• [Page excerpt]

Cache-Coherent Shared Locking for Transactionally Consistent Updates in Near-Data Processing DBMS on Smart Storage

Arthur Bernhardt*, Sajjad Tamimi†, Florian Stock‡, Tobias Vinçon*, Andreas Koch*, Ilia Petrov*
*Embedded Systems and Applications Group, †Data Management Lab
‡Technische Universität Darmstadt, *Reutlingen University

ABSTRACT

Even though near-data processing (NDP) can provably reduce data transfers and increase performance, current NDP is solely utilized in read-only settings. Slow or tedious to implement synchronization and invalidation mechanisms between host and smart storage make NDP support for data-intensive update operations difficult. In this paper, we introduce a low-latency cache-coherent shared lock table for synchronization in disaggregated memory environments. It utilizes the novel CCIX interconnect technology and is integrated in neoDBMS, a near-data processing DBMS for smart storage. Our evaluation indicates end-to-end lock latencies of ~80-100ns and robust performance under contention.

1 INTRODUCTION

Data-modifying operations on large datasets can impair performance, as they may request data residing on cold storage, causing significant data movement [13]. This poor data locality results in massive data transfers that are necessary to verify which data meets the update conditions. To avoid this, Near-Data Processing (NDP) can leverage the higher device-internal bandwidth, parallelism and especially faster storage latencies compared to host-to-device.

Problem 1: Read-only NDP. Even though NDP can provably reduce data transfers and increase performance [9], currently NDP is utilized solely in read-only settings [2, 4, 9, 14]. Yet, in update-intensive settings, e.g., under HTAP or OLTP workloads, transactional consistency becomes an issue. On the one hand, the most recent updates of OLTP-style transactions are only available in the large DBMS memory [5], likely scattered across different data structures. On the other hand, NDP operations, offloaded to smart storage, require the most recent data in-situ, alongside the cold persistent dataset. To this end, we recently proposed gKV[15–17] and neoDBMS[3, 15] that define a small shared-state that collects all modifications to main-memory data and DBMS state. The shared-state is regularly flushed to smart storage, whenever it reaches a pre-defined limit, but most importantly, it is propagated as part of every NDP invocation. Thus, at the point of invocation, the smart storage attains a complete and consistent snapshot, and a read-only OLAP NDP operation can execute with transactional consistency guarantees. Moreover, the in-situ execution is asynchronous and free from DBMS/host intervention (intervention-free NDP).

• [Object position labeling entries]

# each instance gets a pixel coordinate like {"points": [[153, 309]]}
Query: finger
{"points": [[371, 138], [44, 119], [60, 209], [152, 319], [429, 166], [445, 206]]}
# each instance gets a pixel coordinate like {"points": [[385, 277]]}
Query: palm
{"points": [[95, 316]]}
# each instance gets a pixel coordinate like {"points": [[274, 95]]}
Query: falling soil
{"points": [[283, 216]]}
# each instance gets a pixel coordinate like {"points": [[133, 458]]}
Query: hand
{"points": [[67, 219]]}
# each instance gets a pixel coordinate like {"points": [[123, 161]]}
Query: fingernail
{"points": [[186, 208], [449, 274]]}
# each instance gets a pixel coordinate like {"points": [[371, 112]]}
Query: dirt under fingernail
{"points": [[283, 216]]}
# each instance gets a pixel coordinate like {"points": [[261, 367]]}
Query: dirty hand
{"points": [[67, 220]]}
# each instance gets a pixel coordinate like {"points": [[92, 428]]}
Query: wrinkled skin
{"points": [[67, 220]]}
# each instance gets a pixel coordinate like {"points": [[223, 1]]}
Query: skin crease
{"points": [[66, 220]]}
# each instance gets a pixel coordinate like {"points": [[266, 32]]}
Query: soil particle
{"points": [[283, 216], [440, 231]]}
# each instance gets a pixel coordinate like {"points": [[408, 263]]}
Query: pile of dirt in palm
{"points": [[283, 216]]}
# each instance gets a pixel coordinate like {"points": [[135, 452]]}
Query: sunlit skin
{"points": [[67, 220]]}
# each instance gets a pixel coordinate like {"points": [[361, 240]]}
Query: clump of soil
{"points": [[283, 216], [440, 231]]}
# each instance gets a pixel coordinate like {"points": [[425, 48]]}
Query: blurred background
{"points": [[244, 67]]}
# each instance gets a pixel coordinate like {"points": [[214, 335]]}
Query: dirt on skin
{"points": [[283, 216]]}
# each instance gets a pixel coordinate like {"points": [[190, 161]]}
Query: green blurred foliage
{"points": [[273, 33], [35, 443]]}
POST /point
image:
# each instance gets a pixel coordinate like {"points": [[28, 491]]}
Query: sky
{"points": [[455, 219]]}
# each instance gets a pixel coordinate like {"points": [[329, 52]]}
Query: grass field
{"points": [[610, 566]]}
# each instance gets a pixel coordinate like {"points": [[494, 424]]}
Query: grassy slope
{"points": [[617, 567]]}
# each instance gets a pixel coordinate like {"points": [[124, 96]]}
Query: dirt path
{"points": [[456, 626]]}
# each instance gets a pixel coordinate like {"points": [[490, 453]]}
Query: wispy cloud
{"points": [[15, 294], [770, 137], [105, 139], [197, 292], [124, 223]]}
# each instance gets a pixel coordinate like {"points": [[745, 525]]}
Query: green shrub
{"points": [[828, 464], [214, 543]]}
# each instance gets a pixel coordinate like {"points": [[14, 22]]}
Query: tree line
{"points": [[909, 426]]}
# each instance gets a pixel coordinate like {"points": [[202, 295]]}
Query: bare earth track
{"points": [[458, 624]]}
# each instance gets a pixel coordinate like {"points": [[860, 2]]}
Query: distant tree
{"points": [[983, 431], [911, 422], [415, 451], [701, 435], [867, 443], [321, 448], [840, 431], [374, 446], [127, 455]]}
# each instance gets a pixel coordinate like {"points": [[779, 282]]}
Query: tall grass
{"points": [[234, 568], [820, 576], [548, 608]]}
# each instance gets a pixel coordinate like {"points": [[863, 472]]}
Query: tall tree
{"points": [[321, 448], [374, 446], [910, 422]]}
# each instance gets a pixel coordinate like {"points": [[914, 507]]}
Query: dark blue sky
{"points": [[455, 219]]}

• [What needs to be done]
According to the excerpt on cache-coherent shared locking, what end-to-end lock latencies did the evaluation show?

• [Completed exercise]
About 80–100 ns.